→ Elenco dei compiti
#1 Nell'estratto del documento sostituisci "Consulta" con "Corte Costituzionale" e riscrivi tutto il passo da "La Consulta apre" giù fino a "richiesto di morire.".
#2 Elenca tutte le condizioni poste dai giudici nella frase tra virgolette che, nell'estratto del documento, definisce chi non è perseguibile.

→ Estratto del documento
La Consulta apre al suicidio assistito, dopo anni di lotte. Con la sentenza sul caso Dj Fabo-Cappato cosa cambia sul fine vita? In Italia, ci sono quasi 800 persone che hanno richiesto di morire.
La Corte Costituzionale ha, innanzitutto, sollecitato il Parlamento a legiferare quanto prima sul tema. Infatti la decisione è arrivata “in attesa dell’indispensabile intervento del legislatore” sulla questione “Fine vita”. Capiamo cosa è cambiato.
Chi riguarda la sentenza
Nulla cambia per i pazienti che ritengono le proprie sofferenze intollerabili. La Consulta ha definito i confini entro cui l’aiuto al suicidio possa essere ritenuto “non punibile”. I giudici hanno sottolineato che non è perseguibile chi “agevola l’esecuzione del proposito di suicidio, autonomamente e liberamente formatosi, di un paziente tenuto in vita da trattamenti di sostegno vitale e affetto da una patologia irreversibile, fonte di sofferenze fisiche o psicologiche che egli reputa intollerabili ma pienamente capace di prendere decisioni libere e consapevoli”. Non tutti possono essere aiutati a morire se lo vogliono e lo richiedono. Ma potrà essere fornito l’aiuto necessario quando si troverà nelle condizioni stabilite dalla Corte Costituzionale.

→ Dati forniti
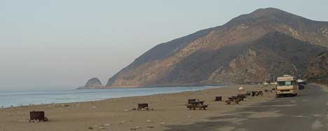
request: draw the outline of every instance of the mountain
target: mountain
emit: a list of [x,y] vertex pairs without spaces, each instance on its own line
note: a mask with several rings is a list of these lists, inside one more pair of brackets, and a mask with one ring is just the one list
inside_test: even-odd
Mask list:
[[160,43],[109,79],[107,87],[245,83],[303,76],[328,46],[328,22],[273,8]]
[[328,84],[328,48],[311,61],[307,71],[304,77],[308,81]]
[[86,85],[82,87],[78,88],[78,89],[93,89],[93,88],[103,88],[102,83],[98,78],[93,78],[89,79]]

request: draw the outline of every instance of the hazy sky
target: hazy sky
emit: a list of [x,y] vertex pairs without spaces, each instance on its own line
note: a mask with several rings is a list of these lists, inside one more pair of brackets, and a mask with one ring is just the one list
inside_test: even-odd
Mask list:
[[[0,90],[107,79],[154,46],[275,7],[328,21],[328,1],[0,0]],[[0,90],[1,91],[1,90]]]

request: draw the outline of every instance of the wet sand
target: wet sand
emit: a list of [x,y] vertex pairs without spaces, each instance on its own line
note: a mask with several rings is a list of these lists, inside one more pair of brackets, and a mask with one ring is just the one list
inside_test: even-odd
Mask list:
[[[238,91],[242,86],[245,91]],[[240,104],[226,105],[228,97],[247,90],[271,89],[273,85],[233,85],[193,92],[129,97],[95,102],[27,106],[0,109],[0,130],[165,130],[175,125],[189,125],[219,117],[254,104],[274,99],[274,92],[248,97]],[[214,102],[222,96],[223,102]],[[209,104],[207,110],[189,110],[188,99]],[[149,103],[153,111],[133,111],[138,103]],[[49,122],[28,123],[29,111],[44,111]],[[255,117],[255,116],[254,116]]]

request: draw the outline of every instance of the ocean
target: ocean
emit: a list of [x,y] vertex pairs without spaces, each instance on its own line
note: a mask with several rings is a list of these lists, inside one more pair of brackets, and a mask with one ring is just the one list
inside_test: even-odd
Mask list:
[[0,108],[29,104],[89,102],[123,97],[196,91],[221,86],[157,87],[0,92]]

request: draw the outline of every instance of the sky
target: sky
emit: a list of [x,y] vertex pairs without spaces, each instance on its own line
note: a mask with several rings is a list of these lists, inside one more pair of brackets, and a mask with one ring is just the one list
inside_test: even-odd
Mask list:
[[0,92],[103,84],[156,45],[273,7],[328,21],[326,0],[0,0]]

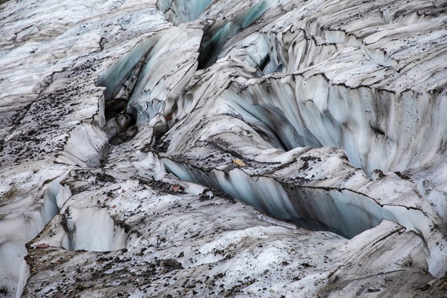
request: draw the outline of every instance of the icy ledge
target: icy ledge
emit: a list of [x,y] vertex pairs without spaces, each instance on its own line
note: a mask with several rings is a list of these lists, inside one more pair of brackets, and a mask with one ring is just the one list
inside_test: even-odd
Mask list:
[[442,297],[444,3],[195,3],[0,7],[0,293]]

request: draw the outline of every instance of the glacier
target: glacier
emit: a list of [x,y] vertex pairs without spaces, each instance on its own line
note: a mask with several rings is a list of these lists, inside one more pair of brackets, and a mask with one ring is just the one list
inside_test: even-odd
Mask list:
[[446,23],[0,1],[0,297],[445,297]]

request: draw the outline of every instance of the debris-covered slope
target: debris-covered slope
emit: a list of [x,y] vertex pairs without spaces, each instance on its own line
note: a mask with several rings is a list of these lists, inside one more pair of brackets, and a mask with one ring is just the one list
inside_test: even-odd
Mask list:
[[446,10],[1,4],[0,297],[444,297]]

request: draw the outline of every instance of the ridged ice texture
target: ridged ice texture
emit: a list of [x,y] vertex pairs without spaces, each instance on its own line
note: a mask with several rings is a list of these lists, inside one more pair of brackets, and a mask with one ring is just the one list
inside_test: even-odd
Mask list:
[[446,15],[3,5],[0,293],[443,295]]

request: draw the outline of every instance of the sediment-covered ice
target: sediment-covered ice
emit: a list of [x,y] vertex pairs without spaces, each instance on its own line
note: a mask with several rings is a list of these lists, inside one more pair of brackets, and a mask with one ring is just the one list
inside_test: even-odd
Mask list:
[[443,297],[446,18],[0,5],[0,296]]

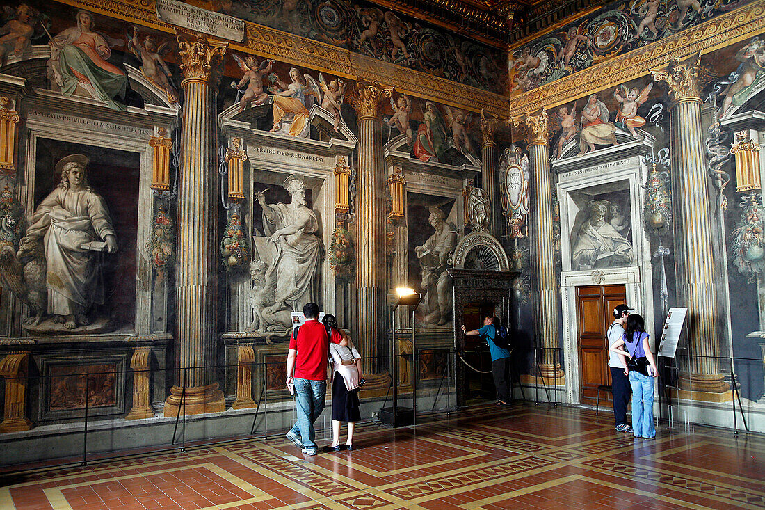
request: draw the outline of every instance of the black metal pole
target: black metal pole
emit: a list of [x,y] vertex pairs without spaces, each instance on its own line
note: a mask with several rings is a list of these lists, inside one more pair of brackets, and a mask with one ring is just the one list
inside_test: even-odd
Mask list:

→ Soluzioni in ordine
#1
La Corte Costituzionale apre al suicidio assistito, dopo anni di lotte. Con la sentenza sul caso Dj Fabo-Cappato cosa cambia sul fine vita? In Italia, ci sono quasi 800 persone che hanno richiesto di morire.

#2
- Il proposito di suicidio si è formato autonomamente e liberamente.
- Il paziente è tenuto in vita da trattamenti di sostegno vitale.
- Il paziente è affetto da una patologia irreversibile, fonte di sofferenze fisiche o psicologiche che egli reputa intollerabili.
- Il paziente è pienamente capace di prendere decisioni libere e consapevoli.